-- EXERCISE MATERIALS start --

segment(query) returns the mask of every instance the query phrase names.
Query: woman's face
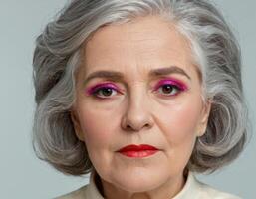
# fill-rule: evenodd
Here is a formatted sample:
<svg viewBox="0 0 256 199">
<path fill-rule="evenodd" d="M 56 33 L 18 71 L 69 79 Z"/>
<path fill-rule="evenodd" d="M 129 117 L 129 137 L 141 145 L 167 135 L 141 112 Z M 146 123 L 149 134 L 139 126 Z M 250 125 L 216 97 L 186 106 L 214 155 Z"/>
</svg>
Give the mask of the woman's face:
<svg viewBox="0 0 256 199">
<path fill-rule="evenodd" d="M 72 119 L 106 186 L 139 192 L 181 180 L 210 109 L 187 40 L 159 17 L 137 18 L 99 29 L 84 56 Z M 158 150 L 118 152 L 130 144 Z"/>
</svg>

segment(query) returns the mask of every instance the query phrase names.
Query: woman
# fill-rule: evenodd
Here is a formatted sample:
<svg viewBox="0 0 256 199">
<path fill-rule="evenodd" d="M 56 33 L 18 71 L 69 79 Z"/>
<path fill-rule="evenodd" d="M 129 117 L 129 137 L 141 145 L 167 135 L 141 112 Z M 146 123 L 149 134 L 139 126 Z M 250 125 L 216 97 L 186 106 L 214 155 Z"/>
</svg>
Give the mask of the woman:
<svg viewBox="0 0 256 199">
<path fill-rule="evenodd" d="M 246 140 L 239 47 L 209 2 L 73 0 L 33 61 L 38 156 L 91 173 L 59 198 L 237 198 L 194 177 Z"/>
</svg>

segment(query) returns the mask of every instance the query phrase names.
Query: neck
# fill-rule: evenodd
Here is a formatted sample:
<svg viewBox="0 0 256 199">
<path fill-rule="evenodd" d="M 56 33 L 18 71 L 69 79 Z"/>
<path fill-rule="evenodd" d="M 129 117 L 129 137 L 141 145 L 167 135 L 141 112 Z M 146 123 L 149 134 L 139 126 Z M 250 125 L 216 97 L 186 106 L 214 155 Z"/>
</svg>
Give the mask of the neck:
<svg viewBox="0 0 256 199">
<path fill-rule="evenodd" d="M 105 199 L 166 199 L 173 198 L 177 195 L 182 188 L 187 179 L 187 172 L 181 174 L 181 176 L 176 177 L 175 179 L 171 178 L 164 184 L 159 187 L 149 190 L 146 192 L 128 192 L 126 190 L 122 190 L 113 184 L 106 182 L 101 179 L 101 177 L 96 173 L 95 175 L 95 183 L 96 186 L 101 193 L 101 195 Z"/>
</svg>

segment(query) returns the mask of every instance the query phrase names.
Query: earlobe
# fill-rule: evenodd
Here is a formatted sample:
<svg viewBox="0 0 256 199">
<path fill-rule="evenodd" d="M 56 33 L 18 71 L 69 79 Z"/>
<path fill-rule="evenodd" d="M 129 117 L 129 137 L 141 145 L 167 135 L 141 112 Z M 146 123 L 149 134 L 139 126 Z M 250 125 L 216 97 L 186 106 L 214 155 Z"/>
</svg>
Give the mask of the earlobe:
<svg viewBox="0 0 256 199">
<path fill-rule="evenodd" d="M 200 137 L 206 132 L 208 118 L 211 110 L 211 101 L 207 100 L 202 109 L 201 119 L 199 122 L 199 129 L 197 130 L 197 136 Z"/>
<path fill-rule="evenodd" d="M 76 112 L 73 110 L 73 111 L 71 111 L 70 114 L 71 114 L 71 120 L 72 120 L 72 123 L 73 123 L 73 127 L 74 127 L 74 130 L 75 130 L 75 133 L 76 133 L 78 139 L 81 140 L 81 141 L 84 141 L 83 132 L 82 132 L 80 122 L 79 122 L 79 118 L 78 118 Z"/>
</svg>

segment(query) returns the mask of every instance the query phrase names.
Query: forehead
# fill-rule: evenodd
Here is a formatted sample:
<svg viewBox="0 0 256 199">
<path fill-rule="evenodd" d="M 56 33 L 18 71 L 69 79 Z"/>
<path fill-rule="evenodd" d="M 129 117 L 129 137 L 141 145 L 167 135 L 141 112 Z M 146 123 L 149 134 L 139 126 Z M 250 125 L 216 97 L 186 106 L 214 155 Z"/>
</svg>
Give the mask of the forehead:
<svg viewBox="0 0 256 199">
<path fill-rule="evenodd" d="M 159 16 L 100 28 L 86 43 L 87 72 L 113 70 L 128 72 L 168 66 L 190 70 L 189 42 L 175 25 Z"/>
</svg>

-- EXERCISE MATERIALS end --

• _TASK BRIEF_:
How many lines in the records above contain the word "face"? Reply with the number alone.

• _PROBLEM SOLUTION_:
2